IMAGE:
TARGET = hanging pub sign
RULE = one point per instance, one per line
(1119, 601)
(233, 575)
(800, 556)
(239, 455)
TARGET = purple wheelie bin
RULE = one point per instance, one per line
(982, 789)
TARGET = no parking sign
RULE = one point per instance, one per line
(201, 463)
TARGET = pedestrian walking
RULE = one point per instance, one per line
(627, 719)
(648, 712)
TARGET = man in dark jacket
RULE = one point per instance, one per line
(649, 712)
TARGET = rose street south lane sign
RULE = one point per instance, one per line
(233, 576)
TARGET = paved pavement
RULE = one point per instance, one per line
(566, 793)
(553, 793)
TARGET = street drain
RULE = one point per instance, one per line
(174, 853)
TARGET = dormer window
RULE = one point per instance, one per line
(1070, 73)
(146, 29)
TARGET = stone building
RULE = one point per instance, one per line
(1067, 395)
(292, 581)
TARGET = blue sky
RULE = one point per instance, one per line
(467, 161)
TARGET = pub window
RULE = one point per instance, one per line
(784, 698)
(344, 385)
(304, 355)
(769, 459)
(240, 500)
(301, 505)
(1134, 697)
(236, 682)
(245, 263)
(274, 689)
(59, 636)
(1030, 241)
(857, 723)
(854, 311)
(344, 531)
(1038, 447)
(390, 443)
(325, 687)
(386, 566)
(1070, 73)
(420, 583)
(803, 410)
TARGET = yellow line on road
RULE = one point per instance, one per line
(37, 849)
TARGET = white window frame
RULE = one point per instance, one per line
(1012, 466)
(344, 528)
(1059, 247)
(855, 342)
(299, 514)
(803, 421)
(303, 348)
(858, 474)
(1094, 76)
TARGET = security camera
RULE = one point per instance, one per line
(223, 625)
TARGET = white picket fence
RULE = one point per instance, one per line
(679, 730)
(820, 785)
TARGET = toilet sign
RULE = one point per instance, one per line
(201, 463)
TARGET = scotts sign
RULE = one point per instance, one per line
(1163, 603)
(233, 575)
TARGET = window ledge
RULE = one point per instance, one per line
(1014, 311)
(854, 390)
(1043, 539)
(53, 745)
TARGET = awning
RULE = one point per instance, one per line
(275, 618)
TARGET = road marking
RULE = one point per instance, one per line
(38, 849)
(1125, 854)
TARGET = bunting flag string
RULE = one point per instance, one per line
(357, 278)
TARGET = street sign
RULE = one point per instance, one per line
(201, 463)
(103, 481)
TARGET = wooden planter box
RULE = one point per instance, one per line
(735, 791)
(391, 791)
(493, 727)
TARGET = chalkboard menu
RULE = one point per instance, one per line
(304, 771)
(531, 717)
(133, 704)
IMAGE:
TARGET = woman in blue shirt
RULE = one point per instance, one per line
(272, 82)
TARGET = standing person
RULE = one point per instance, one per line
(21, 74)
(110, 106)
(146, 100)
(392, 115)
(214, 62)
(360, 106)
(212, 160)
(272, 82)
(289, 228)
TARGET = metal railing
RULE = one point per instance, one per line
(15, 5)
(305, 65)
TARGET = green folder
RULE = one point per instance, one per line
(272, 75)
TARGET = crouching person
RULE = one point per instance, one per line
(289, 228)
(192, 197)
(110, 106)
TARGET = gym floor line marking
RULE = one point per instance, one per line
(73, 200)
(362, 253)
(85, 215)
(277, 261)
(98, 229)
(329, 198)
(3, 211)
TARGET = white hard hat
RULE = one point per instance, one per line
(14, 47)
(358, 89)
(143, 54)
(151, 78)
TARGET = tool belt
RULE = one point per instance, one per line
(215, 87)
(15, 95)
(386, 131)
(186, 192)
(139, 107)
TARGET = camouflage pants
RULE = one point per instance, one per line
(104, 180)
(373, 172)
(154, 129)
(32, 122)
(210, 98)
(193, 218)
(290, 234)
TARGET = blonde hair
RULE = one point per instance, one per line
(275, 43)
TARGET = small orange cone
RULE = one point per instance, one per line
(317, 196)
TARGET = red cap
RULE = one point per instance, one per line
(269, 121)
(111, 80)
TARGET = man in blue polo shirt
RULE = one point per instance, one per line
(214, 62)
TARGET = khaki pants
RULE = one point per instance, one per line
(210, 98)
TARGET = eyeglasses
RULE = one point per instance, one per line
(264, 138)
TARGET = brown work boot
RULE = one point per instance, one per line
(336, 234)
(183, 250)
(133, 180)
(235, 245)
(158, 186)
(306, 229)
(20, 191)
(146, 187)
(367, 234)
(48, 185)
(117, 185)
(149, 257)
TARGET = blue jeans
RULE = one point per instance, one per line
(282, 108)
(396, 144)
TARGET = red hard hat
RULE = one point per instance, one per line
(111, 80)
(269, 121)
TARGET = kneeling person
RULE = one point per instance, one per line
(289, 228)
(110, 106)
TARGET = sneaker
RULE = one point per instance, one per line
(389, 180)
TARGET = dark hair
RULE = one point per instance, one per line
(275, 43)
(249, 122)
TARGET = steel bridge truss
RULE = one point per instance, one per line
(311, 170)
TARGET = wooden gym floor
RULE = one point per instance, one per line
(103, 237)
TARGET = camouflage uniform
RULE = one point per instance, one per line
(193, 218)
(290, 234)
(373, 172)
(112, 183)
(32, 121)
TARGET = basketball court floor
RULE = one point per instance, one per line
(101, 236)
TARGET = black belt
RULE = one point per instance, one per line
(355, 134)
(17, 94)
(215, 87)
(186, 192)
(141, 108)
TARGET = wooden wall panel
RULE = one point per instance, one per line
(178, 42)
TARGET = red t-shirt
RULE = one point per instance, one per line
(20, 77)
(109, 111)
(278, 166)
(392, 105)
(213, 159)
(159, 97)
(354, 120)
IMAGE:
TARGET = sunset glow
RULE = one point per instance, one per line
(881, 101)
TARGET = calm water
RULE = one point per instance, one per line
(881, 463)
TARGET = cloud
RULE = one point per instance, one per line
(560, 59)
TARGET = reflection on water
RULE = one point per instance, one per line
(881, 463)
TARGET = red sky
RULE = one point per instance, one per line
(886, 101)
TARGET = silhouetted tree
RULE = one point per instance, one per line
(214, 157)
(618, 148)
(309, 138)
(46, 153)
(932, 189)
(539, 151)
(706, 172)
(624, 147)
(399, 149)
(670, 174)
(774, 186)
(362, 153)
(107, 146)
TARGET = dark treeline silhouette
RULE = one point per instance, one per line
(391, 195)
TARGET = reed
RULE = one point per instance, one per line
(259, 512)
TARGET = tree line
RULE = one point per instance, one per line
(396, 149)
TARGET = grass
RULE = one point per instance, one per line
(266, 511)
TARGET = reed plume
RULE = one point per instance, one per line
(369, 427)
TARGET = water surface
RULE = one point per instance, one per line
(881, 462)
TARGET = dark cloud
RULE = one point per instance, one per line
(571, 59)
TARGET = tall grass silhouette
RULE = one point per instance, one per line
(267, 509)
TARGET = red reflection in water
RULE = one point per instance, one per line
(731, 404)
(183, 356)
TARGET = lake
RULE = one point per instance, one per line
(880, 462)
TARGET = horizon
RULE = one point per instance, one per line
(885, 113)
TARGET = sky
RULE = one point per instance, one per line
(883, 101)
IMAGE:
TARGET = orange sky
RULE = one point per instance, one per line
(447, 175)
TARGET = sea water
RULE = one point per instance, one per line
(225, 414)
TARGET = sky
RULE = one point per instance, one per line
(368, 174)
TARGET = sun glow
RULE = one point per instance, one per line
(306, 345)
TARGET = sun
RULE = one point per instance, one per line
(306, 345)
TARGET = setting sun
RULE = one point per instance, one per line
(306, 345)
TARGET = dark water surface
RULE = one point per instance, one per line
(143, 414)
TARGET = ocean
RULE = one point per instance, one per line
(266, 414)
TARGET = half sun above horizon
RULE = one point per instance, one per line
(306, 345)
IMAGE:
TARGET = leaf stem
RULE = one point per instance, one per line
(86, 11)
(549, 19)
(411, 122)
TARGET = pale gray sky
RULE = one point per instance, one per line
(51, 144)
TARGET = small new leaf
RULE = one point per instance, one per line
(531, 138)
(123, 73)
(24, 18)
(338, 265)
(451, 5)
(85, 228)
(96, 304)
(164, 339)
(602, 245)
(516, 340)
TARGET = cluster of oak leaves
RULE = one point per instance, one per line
-*-
What you will do: Retype exactly the lines of the data above, starting at its first line and finishing with the line that has "TARGET = no parking sign" in it.

Expected output:
IMAGE:
TARGET = hanging pub sign
RULE = one point per instance, one per line
(1119, 601)
(233, 575)
(800, 556)
(239, 455)
TARGET = purple wheelie bin
RULE = one point per instance, one per line
(982, 789)
TARGET = no parking sign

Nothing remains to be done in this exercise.